**Given problem A**: List every person named in the article on proximity communication below.

==== Passage to read ====

The new technology, called proximity communication, will be presented by Sun Labs researcher Robert Drost in a paper delivered at the Institute of Electrical and Electronics Engineers Inc.'s Custom Integrated Circuits Conference today in San Jose.
Proximity communication is based on the same electrical principles that govern devices used to store electrical charges, called capacitors. A capacitor is made up of two oppositely charged pieces of metal that are separated by an insulator material like polystyrene. They have been used in a variety of devices, from radio tuners to power supplies to the Leyden jar that Benjamin Franklin used in his famous kite experiment.
The research being unveiled today will show how a dozen Sun engineers, led by Sun fellow Ivan Sutherland, have managed to harness the principles behind the capacitor to transfer data between chips without using the pins and wires that physically connect components in today's computers, said John Gustafson, a principal investigator at Sun Labs. "You bring the chips close enough together, and they can talk without touching," he said.
Using a technique called capacitive coupling, Sun engineers have been able to transfer data between components at 21.6Gbit/sec. -- about half the speed of the 800-MHz front-side bus on Intel Corp.'s latest Pentium 4 microprocessor, "without even trying," Gustafson said. The rate at which data can be transferred between components like the computer's memory and processor has increasingly become a bottleneck for the computer industry, since the silicon and wires connecting computer components have simply not been able to transfer data as quickly as new components can process it.
"It's a choke point," said Gustafson. "For the longest time there was no hope in the industry of getting past that choke point."
But proximity communication could represent a work-around to this problem. Gustafson predicted that within a few years, the Sun Labs team could achieve much faster transfer rates using this technique. "We could do up to a trillion bits per second, in and out of a chip, which starts to match the speed of the computer," he said.

==== Records to use ====

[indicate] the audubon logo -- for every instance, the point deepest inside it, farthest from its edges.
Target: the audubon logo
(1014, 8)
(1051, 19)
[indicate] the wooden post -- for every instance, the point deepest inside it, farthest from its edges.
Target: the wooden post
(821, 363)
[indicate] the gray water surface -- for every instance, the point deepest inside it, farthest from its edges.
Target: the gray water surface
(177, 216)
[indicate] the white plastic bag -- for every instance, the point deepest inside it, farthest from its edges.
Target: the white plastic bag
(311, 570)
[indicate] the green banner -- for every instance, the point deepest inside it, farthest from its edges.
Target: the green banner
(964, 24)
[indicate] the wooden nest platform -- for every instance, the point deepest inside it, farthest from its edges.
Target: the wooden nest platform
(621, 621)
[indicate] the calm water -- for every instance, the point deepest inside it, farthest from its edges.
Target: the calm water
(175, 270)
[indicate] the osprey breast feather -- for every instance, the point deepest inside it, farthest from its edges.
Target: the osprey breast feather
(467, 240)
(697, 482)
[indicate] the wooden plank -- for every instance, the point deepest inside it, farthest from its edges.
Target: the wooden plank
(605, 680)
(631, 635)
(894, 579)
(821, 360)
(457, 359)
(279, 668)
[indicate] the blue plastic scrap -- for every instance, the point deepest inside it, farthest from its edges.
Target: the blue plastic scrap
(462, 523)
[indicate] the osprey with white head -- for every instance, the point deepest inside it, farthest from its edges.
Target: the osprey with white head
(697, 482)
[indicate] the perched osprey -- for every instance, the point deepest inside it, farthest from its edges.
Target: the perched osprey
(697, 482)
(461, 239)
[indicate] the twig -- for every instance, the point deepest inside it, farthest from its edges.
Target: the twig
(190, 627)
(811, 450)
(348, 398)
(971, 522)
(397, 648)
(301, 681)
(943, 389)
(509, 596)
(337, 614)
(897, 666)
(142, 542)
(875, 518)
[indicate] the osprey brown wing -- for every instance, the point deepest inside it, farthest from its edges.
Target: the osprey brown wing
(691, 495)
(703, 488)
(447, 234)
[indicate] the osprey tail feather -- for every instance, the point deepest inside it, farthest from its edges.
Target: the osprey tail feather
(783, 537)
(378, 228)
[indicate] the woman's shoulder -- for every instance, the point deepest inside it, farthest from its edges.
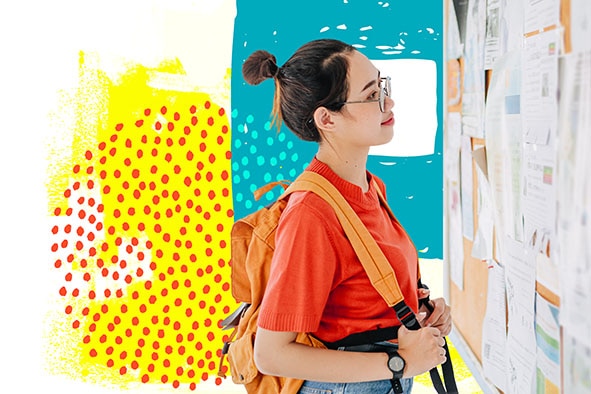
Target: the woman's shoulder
(309, 205)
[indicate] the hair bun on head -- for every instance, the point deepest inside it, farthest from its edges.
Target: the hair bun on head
(259, 66)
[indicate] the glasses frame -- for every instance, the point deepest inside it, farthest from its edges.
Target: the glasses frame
(385, 90)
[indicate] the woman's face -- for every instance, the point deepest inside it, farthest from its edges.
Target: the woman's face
(364, 124)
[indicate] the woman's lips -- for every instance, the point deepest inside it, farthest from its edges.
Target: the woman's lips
(389, 122)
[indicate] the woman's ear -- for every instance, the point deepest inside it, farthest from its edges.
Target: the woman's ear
(324, 119)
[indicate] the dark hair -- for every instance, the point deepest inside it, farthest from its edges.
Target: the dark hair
(314, 76)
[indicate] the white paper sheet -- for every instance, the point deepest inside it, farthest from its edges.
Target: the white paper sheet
(494, 329)
(548, 343)
(539, 93)
(576, 365)
(503, 130)
(473, 93)
(580, 25)
(482, 248)
(512, 25)
(453, 41)
(521, 342)
(493, 44)
(540, 14)
(574, 226)
(455, 240)
(467, 183)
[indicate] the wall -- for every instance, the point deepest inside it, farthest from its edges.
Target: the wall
(517, 191)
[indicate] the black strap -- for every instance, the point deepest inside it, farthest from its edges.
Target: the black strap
(450, 386)
(365, 338)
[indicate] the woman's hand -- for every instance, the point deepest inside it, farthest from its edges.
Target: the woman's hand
(440, 317)
(421, 349)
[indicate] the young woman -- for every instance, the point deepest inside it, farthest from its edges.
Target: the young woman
(330, 93)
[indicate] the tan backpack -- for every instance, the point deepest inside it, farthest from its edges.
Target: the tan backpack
(252, 247)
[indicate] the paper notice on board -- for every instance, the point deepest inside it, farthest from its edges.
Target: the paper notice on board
(492, 46)
(576, 365)
(503, 130)
(520, 276)
(574, 196)
(494, 329)
(466, 187)
(548, 343)
(482, 248)
(455, 238)
(473, 88)
(540, 14)
(539, 93)
(580, 25)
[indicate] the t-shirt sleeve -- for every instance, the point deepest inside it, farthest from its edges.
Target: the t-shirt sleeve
(303, 267)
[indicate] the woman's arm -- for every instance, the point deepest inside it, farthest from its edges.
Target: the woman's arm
(277, 353)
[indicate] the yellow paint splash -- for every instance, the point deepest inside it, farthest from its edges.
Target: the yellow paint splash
(142, 217)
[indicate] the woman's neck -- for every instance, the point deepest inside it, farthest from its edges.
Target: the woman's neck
(350, 167)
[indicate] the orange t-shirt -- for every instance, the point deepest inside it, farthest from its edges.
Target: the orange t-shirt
(317, 284)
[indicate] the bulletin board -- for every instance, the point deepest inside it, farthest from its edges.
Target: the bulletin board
(505, 269)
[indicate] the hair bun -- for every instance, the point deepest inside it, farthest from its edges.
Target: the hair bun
(259, 66)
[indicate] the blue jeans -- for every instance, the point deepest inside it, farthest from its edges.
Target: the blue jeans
(373, 387)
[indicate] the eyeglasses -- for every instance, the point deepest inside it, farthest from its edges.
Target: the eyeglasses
(385, 90)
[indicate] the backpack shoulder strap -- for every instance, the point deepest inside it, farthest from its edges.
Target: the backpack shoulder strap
(372, 258)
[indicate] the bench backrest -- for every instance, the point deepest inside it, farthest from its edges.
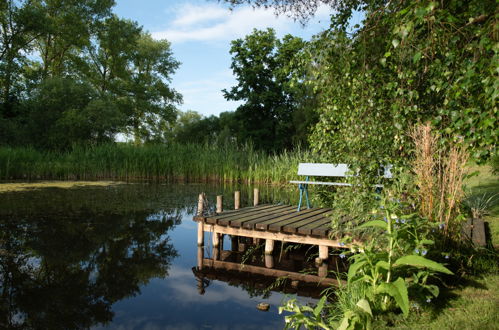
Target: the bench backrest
(336, 170)
(318, 169)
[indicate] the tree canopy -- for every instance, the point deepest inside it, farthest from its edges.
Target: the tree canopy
(73, 72)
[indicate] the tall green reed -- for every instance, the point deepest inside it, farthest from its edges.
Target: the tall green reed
(158, 162)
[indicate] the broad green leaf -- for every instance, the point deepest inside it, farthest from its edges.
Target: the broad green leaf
(320, 306)
(434, 290)
(364, 305)
(419, 261)
(398, 291)
(374, 223)
(416, 57)
(403, 295)
(382, 264)
(352, 270)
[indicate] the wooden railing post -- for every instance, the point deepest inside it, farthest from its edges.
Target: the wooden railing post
(237, 200)
(200, 222)
(256, 196)
(219, 204)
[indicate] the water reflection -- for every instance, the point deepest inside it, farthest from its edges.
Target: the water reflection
(64, 270)
(118, 257)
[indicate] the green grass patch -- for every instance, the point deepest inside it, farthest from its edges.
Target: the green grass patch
(162, 162)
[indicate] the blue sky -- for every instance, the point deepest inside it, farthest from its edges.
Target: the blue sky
(200, 32)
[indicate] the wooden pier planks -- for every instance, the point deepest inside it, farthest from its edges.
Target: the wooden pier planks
(274, 218)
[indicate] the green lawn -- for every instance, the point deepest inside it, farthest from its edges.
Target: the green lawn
(474, 303)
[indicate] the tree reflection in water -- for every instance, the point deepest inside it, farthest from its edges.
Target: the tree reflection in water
(63, 265)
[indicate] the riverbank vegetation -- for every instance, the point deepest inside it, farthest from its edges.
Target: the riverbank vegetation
(424, 67)
(152, 162)
(415, 86)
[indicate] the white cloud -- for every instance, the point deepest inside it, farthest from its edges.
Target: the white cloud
(213, 23)
(205, 95)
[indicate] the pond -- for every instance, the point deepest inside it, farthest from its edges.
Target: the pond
(124, 256)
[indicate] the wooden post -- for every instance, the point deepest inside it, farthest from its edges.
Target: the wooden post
(269, 246)
(219, 203)
(200, 233)
(322, 272)
(237, 200)
(323, 252)
(234, 242)
(256, 196)
(216, 253)
(200, 204)
(269, 261)
(216, 239)
(200, 257)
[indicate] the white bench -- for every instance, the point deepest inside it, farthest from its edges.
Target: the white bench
(328, 170)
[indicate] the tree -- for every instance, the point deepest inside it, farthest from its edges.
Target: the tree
(262, 66)
(104, 62)
(67, 29)
(151, 102)
(20, 24)
(65, 112)
(409, 62)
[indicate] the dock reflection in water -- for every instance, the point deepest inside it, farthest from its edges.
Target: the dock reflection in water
(290, 273)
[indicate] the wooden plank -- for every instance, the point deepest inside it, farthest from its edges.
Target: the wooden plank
(324, 228)
(252, 223)
(293, 227)
(307, 229)
(264, 224)
(293, 238)
(215, 218)
(238, 222)
(203, 218)
(478, 235)
(277, 226)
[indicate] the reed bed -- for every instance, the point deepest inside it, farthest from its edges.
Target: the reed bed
(161, 163)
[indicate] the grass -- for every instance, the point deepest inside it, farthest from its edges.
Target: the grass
(165, 162)
(21, 186)
(472, 304)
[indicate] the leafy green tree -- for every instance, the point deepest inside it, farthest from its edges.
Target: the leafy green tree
(151, 102)
(104, 62)
(20, 24)
(65, 112)
(68, 27)
(261, 64)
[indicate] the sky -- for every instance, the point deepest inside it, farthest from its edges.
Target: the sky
(200, 32)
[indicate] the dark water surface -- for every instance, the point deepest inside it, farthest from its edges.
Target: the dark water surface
(124, 257)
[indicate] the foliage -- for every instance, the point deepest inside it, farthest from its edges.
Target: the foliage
(263, 66)
(158, 162)
(118, 75)
(410, 62)
(439, 174)
(388, 269)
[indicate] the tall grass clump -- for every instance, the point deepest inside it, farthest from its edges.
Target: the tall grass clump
(153, 162)
(439, 174)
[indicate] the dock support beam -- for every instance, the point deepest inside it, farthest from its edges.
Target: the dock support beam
(200, 233)
(219, 203)
(269, 261)
(216, 239)
(269, 246)
(237, 200)
(200, 223)
(256, 196)
(323, 253)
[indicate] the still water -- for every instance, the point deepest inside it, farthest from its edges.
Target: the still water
(124, 257)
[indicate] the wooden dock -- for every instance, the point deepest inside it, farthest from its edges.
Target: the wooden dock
(270, 223)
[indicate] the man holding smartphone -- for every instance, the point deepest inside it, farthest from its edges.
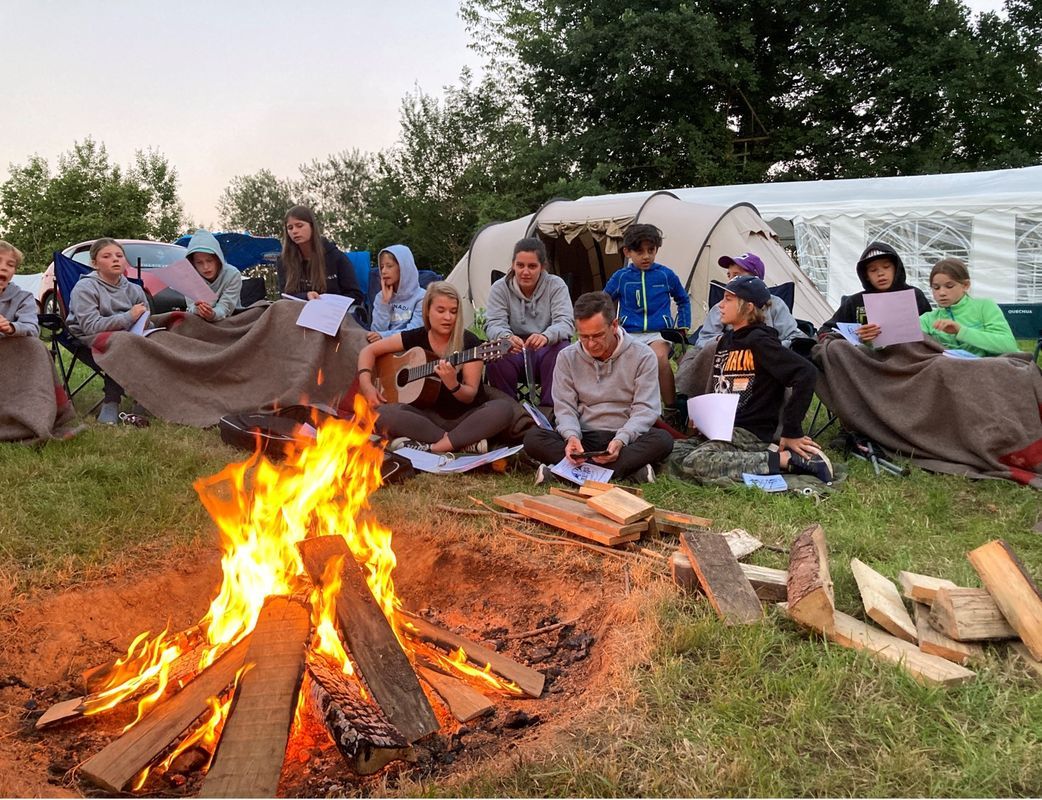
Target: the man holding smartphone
(605, 399)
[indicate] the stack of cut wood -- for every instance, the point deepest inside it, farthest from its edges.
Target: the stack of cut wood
(373, 717)
(949, 622)
(602, 513)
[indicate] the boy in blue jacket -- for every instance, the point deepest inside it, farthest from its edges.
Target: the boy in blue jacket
(643, 290)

====

**Given problem B**: Count the lines of the records above that contain the string "logo", with case counting, and reply with the number alone.

**Full output A**: Robert Drost, Benjamin Franklin, Ivan Sutherland, John Gustafson

**Full output B**: 2